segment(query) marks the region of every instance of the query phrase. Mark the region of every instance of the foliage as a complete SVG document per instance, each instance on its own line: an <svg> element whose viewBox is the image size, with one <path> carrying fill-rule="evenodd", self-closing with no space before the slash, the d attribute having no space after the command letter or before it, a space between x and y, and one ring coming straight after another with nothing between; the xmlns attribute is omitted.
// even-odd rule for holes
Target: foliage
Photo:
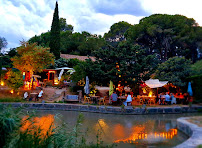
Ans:
<svg viewBox="0 0 202 148"><path fill-rule="evenodd" d="M185 79L190 76L190 60L184 57L169 58L166 62L161 63L155 74L156 78L162 81L169 81L176 86L185 86Z"/></svg>
<svg viewBox="0 0 202 148"><path fill-rule="evenodd" d="M110 80L115 85L134 84L147 79L157 66L155 55L129 42L121 42L117 48L107 46L94 52L96 61L87 60L86 73L91 81L106 85Z"/></svg>
<svg viewBox="0 0 202 148"><path fill-rule="evenodd" d="M20 124L19 110L0 105L0 143L4 147Z"/></svg>
<svg viewBox="0 0 202 148"><path fill-rule="evenodd" d="M202 60L197 61L196 63L191 65L191 74L192 75L202 74Z"/></svg>
<svg viewBox="0 0 202 148"><path fill-rule="evenodd" d="M124 21L115 23L110 27L109 32L104 34L104 38L109 40L109 39L115 39L117 37L121 37L124 35L126 30L130 28L131 26L132 26L131 24Z"/></svg>
<svg viewBox="0 0 202 148"><path fill-rule="evenodd" d="M69 30L71 32L74 31L74 27L72 25L68 25L66 23L65 18L60 18L59 23L60 23L60 31L67 31L67 30Z"/></svg>
<svg viewBox="0 0 202 148"><path fill-rule="evenodd" d="M187 81L191 82L193 96L194 96L194 102L202 102L202 74L200 75L194 75L187 78Z"/></svg>
<svg viewBox="0 0 202 148"><path fill-rule="evenodd" d="M154 14L140 20L126 32L127 40L156 52L162 61L185 56L195 61L202 39L202 27L194 19L182 15Z"/></svg>
<svg viewBox="0 0 202 148"><path fill-rule="evenodd" d="M59 59L55 60L55 68L68 67L68 62L69 62L69 60L67 60L67 59L59 58Z"/></svg>
<svg viewBox="0 0 202 148"><path fill-rule="evenodd" d="M36 43L22 42L17 48L17 55L12 59L15 68L20 71L41 72L50 64L54 64L54 56L48 48L37 46Z"/></svg>
<svg viewBox="0 0 202 148"><path fill-rule="evenodd" d="M17 54L17 51L15 48L10 49L5 55L3 55L2 58L2 66L6 68L13 67L11 58L14 57Z"/></svg>
<svg viewBox="0 0 202 148"><path fill-rule="evenodd" d="M60 58L60 23L58 14L58 3L56 1L55 11L53 14L53 21L50 32L50 52L55 55L56 59Z"/></svg>
<svg viewBox="0 0 202 148"><path fill-rule="evenodd" d="M8 72L8 79L6 80L6 85L14 90L18 90L21 86L23 86L23 78L20 71L12 71Z"/></svg>
<svg viewBox="0 0 202 148"><path fill-rule="evenodd" d="M6 39L4 37L0 37L0 53L3 48L6 48L7 44Z"/></svg>
<svg viewBox="0 0 202 148"><path fill-rule="evenodd" d="M110 147L103 145L99 135L95 144L87 143L86 132L81 131L84 119L82 114L79 114L73 129L68 128L59 115L56 115L45 129L35 120L35 117L36 114L32 111L25 112L21 109L0 106L1 146L11 148Z"/></svg>
<svg viewBox="0 0 202 148"><path fill-rule="evenodd" d="M74 68L75 72L71 76L71 79L74 82L78 82L82 78L86 77L86 70L87 70L87 63L86 62L80 61L80 63L78 63L78 65L74 66L73 68Z"/></svg>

- - -

Write out the entries again, exactly as given, skipping any images.

segment(query) marks the region of every instance of the query phrase. Mark the region of every instance of the foliage as a complete SVG document per instance, each instance on its own line: an <svg> element whose viewBox is the image size, with one <path> carrying fill-rule="evenodd", self-closing with no space before the slash, the d attribute having no space after the command letter or before it, a space between x and y, and one ring coming straight after another with nothing between; the xmlns attribute is omitted.
// even-odd rule for holes
Target: foliage
Photo:
Ans:
<svg viewBox="0 0 202 148"><path fill-rule="evenodd" d="M185 79L190 76L190 60L184 57L169 58L166 62L161 63L155 74L156 78L162 81L169 81L176 86L185 86Z"/></svg>
<svg viewBox="0 0 202 148"><path fill-rule="evenodd" d="M110 80L115 85L134 84L147 79L157 66L155 55L129 42L121 42L117 48L107 46L94 52L96 61L87 60L86 73L91 81L106 85Z"/></svg>
<svg viewBox="0 0 202 148"><path fill-rule="evenodd" d="M20 124L19 110L0 105L0 143L4 147Z"/></svg>
<svg viewBox="0 0 202 148"><path fill-rule="evenodd" d="M202 60L197 61L196 63L191 65L191 74L192 75L202 74Z"/></svg>
<svg viewBox="0 0 202 148"><path fill-rule="evenodd" d="M124 21L115 23L110 27L109 32L104 34L104 38L109 40L109 39L115 39L117 37L121 37L124 35L126 30L130 28L131 26L132 26L131 24Z"/></svg>
<svg viewBox="0 0 202 148"><path fill-rule="evenodd" d="M69 30L71 32L74 31L74 27L72 25L68 25L66 23L65 18L60 18L59 23L60 23L60 31L67 31L67 30Z"/></svg>
<svg viewBox="0 0 202 148"><path fill-rule="evenodd" d="M187 81L191 82L193 96L194 96L194 102L202 102L202 74L200 75L194 75L187 78Z"/></svg>
<svg viewBox="0 0 202 148"><path fill-rule="evenodd" d="M154 14L140 20L126 32L127 40L156 52L162 61L185 56L195 61L202 39L202 27L194 19L182 15Z"/></svg>
<svg viewBox="0 0 202 148"><path fill-rule="evenodd" d="M59 59L55 60L55 68L68 67L68 62L69 62L69 60L67 60L67 59L59 58Z"/></svg>
<svg viewBox="0 0 202 148"><path fill-rule="evenodd" d="M36 43L22 42L17 48L17 55L12 59L15 68L20 71L41 72L50 64L54 64L54 56L48 48L37 46Z"/></svg>
<svg viewBox="0 0 202 148"><path fill-rule="evenodd" d="M17 54L17 51L15 48L10 49L5 55L3 55L2 58L2 66L6 68L13 67L11 58L14 57Z"/></svg>
<svg viewBox="0 0 202 148"><path fill-rule="evenodd" d="M60 58L60 23L58 14L58 3L56 1L55 11L53 14L53 21L50 32L50 52L55 55L56 59Z"/></svg>
<svg viewBox="0 0 202 148"><path fill-rule="evenodd" d="M8 72L8 79L6 80L6 85L14 90L18 90L21 86L23 86L23 78L20 71L12 71Z"/></svg>
<svg viewBox="0 0 202 148"><path fill-rule="evenodd" d="M6 39L4 37L0 37L0 53L3 48L6 48L7 44Z"/></svg>
<svg viewBox="0 0 202 148"><path fill-rule="evenodd" d="M110 147L103 145L99 135L95 144L87 143L86 132L81 131L84 119L82 114L79 114L73 129L68 128L59 115L56 115L45 129L35 120L35 117L36 114L32 111L25 112L21 109L0 106L1 146L11 148Z"/></svg>
<svg viewBox="0 0 202 148"><path fill-rule="evenodd" d="M74 68L75 72L71 76L71 79L74 82L78 82L82 78L86 77L86 70L87 70L87 63L86 62L80 61L80 63L78 63L78 65L74 66L73 68Z"/></svg>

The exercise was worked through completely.